Please lay out the records as a two-column Markdown table headed Row and Line, with one numbered row per line. Begin at the line that has "drop a point: the sneaker", stop after the last line of the records, and skip any blank lines.

########

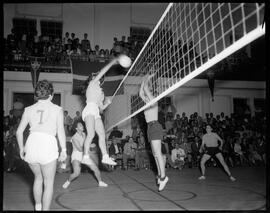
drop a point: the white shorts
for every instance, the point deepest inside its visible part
(41, 148)
(76, 155)
(92, 109)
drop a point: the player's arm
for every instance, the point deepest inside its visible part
(221, 141)
(202, 145)
(76, 143)
(61, 134)
(19, 133)
(105, 69)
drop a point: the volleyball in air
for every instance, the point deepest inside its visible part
(124, 61)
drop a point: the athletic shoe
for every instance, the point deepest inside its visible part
(102, 184)
(162, 183)
(66, 184)
(232, 178)
(38, 207)
(107, 160)
(87, 160)
(202, 177)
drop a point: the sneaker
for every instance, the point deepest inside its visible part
(162, 184)
(107, 160)
(66, 184)
(102, 184)
(86, 160)
(202, 177)
(232, 178)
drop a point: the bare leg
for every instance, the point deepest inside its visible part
(221, 160)
(76, 170)
(48, 172)
(38, 182)
(156, 148)
(99, 128)
(204, 159)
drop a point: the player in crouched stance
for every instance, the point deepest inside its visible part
(76, 158)
(212, 148)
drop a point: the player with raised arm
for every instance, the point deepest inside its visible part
(91, 114)
(212, 148)
(41, 149)
(154, 131)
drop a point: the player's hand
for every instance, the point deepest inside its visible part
(63, 156)
(107, 101)
(22, 153)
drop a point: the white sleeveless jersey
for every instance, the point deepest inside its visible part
(94, 92)
(42, 116)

########

[Result of this exercise]
| Row | Line |
|---|---|
| 1 | drop a point: the sneaker |
| 2 | for every instance, the point deepest inside its visible part |
| 3 | (162, 184) |
| 4 | (107, 160) |
| 5 | (66, 184) |
| 6 | (102, 184) |
| 7 | (86, 160) |
| 8 | (202, 177) |
| 9 | (232, 178) |
| 10 | drop a point: the bare leg |
| 11 | for every instance, the point deepest inside its visible part |
| 12 | (221, 160) |
| 13 | (76, 170) |
| 14 | (48, 172) |
| 15 | (38, 182) |
| 16 | (156, 148) |
| 17 | (99, 128) |
| 18 | (204, 159) |
| 19 | drop a point: the player in crouched stance |
| 20 | for every instance, the point deepest inside its visible part |
| 21 | (76, 158) |
| 22 | (212, 148) |
| 23 | drop a point: the player with raised arm |
| 24 | for every instance, the point deepest inside its visible part |
| 25 | (91, 114) |
| 26 | (212, 148) |
| 27 | (41, 149) |
| 28 | (154, 131) |
| 29 | drop a point: the player's hand |
| 30 | for every instance, the point deepest inside its visible part |
| 31 | (63, 156) |
| 32 | (107, 101) |
| 33 | (22, 153) |
| 34 | drop a point: the white sleeveless jersey |
| 35 | for every instance, the point deepest inside its visible part |
| 36 | (94, 92) |
| 37 | (42, 116) |